How many lines of the records below contain the word "calm"? Give only the number.

#### [STORED DATA]
╔══
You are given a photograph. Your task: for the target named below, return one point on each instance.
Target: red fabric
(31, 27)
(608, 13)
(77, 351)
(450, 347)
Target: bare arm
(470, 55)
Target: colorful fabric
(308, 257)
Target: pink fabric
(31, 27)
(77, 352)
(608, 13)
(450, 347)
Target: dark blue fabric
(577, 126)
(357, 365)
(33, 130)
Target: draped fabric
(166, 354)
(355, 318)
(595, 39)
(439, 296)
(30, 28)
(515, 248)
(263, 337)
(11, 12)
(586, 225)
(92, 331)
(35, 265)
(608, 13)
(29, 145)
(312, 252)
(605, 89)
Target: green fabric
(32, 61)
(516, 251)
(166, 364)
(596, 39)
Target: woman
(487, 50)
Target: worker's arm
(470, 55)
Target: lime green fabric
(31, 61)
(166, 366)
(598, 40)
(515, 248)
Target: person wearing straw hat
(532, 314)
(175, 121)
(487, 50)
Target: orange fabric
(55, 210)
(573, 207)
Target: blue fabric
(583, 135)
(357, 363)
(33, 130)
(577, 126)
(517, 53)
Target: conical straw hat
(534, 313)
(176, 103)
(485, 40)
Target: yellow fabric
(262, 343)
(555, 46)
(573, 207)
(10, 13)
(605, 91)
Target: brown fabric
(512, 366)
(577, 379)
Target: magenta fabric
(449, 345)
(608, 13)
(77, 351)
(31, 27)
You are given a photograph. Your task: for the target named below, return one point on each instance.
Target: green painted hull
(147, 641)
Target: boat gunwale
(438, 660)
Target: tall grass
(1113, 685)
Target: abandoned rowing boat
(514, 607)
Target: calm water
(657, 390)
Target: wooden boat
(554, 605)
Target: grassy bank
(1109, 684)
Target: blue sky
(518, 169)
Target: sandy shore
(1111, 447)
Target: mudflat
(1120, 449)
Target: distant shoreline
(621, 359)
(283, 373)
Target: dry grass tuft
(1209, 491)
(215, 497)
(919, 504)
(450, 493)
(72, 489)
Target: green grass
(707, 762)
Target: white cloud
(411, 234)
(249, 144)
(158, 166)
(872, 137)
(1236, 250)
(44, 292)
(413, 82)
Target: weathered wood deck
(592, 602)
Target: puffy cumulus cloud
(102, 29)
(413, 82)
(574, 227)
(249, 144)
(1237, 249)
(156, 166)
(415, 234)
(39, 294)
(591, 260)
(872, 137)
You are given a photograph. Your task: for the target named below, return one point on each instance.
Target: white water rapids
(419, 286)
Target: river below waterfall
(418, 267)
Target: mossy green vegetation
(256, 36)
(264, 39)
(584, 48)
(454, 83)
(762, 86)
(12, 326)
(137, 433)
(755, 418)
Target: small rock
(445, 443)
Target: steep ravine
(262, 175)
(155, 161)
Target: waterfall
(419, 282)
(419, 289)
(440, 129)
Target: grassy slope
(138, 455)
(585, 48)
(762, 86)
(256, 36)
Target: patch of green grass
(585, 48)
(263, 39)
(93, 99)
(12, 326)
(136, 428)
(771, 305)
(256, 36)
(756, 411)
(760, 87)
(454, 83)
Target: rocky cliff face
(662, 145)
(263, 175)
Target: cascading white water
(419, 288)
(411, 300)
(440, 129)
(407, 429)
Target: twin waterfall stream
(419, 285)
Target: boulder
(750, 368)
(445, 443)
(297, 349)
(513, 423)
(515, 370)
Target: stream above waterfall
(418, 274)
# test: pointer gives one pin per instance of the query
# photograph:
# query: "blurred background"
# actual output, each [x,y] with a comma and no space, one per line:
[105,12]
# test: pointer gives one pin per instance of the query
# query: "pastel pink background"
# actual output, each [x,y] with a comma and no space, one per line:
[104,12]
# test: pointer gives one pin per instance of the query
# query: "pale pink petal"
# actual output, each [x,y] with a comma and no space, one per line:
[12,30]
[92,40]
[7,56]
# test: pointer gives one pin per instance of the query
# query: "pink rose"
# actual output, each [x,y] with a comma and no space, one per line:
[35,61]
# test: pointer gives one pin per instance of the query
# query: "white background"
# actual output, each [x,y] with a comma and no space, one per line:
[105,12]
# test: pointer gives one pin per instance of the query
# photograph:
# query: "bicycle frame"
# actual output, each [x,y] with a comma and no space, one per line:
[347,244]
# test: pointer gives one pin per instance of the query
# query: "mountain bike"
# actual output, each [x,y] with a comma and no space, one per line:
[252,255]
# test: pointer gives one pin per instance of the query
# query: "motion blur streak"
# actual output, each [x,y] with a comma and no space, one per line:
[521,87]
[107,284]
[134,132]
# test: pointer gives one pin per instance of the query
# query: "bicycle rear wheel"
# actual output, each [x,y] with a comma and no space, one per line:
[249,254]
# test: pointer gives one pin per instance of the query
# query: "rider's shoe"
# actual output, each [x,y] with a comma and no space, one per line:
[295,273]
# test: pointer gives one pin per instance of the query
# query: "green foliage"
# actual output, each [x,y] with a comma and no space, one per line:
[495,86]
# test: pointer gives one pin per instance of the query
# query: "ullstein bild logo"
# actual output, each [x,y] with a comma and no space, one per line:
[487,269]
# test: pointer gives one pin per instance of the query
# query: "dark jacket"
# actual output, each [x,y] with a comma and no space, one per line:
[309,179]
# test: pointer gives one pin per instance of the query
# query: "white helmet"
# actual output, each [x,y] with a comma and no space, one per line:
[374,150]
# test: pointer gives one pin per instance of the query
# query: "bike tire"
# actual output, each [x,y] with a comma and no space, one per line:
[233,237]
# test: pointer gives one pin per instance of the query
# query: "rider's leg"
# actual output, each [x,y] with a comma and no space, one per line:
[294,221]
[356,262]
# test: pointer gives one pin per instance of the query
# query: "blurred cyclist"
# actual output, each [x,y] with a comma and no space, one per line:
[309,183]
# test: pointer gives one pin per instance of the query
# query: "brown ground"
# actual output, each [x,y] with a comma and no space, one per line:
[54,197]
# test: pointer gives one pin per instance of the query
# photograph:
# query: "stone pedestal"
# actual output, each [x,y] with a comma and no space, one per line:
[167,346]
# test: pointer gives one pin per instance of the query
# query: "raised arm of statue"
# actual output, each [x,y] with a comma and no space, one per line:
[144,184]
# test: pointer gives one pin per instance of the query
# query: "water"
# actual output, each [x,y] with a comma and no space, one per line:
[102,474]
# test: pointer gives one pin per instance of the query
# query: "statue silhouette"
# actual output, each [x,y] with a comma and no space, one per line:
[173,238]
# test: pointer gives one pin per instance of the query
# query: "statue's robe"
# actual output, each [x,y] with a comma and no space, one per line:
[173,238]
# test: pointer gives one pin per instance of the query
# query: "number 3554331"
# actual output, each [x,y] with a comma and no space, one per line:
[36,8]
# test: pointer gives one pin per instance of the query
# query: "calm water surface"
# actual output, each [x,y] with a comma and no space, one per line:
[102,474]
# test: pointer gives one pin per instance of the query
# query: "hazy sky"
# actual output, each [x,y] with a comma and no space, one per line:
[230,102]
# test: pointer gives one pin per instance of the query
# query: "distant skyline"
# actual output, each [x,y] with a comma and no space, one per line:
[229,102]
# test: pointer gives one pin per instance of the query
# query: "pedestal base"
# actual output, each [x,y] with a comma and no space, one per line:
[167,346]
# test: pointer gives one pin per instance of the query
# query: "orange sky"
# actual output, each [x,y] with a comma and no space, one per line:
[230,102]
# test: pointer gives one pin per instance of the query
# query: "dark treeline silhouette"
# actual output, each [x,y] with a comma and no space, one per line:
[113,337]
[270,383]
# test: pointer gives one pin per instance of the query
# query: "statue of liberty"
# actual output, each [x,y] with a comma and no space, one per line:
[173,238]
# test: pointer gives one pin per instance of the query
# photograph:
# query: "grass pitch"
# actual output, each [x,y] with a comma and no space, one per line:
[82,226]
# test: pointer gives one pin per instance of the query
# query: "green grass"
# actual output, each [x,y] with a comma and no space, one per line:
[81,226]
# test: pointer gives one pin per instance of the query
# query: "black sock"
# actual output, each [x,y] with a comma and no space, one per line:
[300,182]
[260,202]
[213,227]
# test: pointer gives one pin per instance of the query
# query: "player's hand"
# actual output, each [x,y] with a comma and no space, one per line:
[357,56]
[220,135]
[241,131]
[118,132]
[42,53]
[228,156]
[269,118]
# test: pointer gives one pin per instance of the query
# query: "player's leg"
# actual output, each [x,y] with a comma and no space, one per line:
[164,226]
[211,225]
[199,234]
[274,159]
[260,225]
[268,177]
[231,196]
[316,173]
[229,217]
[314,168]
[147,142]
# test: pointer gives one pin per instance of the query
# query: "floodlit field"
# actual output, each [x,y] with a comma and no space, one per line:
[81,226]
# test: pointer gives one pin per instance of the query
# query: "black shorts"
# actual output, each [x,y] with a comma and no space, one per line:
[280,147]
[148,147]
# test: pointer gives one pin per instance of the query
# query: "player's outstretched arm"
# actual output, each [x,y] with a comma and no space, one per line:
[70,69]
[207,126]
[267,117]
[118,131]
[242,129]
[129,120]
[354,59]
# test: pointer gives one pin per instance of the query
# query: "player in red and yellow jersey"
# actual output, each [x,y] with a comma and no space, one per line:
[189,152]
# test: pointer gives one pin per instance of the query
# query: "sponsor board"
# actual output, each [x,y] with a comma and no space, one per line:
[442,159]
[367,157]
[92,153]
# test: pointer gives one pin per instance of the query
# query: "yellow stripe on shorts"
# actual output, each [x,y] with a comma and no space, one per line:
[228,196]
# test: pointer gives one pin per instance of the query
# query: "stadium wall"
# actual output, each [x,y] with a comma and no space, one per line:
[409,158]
╚══
#### [FINISHED TASK]
2